Task goal — Show every line below where "roof" can be found.

Supplied records —
*** Begin section ***

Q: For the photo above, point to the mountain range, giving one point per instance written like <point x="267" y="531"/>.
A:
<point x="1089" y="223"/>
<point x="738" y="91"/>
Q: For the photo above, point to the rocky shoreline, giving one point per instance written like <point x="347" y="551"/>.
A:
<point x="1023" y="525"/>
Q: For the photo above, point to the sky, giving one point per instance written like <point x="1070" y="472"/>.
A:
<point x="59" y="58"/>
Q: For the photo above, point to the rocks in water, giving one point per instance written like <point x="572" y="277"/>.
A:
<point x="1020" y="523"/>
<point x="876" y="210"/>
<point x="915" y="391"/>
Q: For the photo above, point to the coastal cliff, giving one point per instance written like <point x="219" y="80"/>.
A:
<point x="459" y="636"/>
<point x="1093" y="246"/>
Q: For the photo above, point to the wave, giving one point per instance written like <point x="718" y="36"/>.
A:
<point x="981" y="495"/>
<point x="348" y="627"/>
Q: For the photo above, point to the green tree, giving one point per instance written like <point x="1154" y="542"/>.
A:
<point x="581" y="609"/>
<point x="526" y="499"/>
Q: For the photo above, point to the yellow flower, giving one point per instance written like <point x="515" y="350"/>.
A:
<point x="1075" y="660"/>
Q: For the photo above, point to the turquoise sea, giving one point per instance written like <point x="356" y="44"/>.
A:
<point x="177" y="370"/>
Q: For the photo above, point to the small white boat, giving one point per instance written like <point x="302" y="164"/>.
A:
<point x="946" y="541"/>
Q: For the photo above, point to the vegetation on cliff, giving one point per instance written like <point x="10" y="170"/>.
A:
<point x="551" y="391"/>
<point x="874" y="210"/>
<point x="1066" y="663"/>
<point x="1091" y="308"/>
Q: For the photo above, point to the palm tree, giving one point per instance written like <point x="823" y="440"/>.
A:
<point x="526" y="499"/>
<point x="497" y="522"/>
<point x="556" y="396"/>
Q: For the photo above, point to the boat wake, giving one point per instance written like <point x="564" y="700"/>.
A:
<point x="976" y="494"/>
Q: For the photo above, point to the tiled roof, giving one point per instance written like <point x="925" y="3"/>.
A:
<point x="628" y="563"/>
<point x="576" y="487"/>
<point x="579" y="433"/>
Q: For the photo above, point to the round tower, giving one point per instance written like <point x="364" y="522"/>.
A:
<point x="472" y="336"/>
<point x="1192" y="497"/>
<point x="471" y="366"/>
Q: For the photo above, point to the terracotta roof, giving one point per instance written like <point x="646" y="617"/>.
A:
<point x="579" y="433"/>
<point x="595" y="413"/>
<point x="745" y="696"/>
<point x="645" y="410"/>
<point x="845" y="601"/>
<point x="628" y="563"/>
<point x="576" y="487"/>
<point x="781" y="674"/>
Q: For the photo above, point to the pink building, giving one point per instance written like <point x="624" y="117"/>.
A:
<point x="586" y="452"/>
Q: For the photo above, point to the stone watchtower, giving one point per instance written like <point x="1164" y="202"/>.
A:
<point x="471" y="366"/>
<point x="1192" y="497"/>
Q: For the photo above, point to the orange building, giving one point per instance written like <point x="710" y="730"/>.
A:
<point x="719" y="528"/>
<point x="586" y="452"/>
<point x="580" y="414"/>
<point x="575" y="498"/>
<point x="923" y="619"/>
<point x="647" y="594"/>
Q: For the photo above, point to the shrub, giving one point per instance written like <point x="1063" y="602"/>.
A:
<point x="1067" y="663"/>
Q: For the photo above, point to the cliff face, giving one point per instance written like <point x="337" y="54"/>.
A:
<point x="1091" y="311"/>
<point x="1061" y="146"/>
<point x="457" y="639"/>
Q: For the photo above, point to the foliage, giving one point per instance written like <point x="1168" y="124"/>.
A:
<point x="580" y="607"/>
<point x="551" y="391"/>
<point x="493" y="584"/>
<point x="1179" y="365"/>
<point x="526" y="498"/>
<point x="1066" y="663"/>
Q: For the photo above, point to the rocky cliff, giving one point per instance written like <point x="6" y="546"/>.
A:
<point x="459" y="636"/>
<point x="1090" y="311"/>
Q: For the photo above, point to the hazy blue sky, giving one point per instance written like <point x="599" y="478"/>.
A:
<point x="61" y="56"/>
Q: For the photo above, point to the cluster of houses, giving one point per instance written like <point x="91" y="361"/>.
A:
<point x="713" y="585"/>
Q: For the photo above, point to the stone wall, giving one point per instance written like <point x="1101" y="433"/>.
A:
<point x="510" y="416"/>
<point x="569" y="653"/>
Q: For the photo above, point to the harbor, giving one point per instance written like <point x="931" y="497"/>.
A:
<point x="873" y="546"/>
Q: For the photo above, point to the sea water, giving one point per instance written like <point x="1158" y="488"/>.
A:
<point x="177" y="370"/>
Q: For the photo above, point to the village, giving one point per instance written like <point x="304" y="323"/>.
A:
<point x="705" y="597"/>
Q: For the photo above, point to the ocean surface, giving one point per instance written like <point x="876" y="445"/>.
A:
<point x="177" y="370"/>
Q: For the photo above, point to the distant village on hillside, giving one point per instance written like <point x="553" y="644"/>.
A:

*** End section ***

Answer to the exercise —
Q: For the photo above, point to the tiled roof, giving one point per instance written like <point x="925" y="3"/>.
Q: For the photo above, point to the terracotta roof, giving one point per instance written like <point x="646" y="617"/>.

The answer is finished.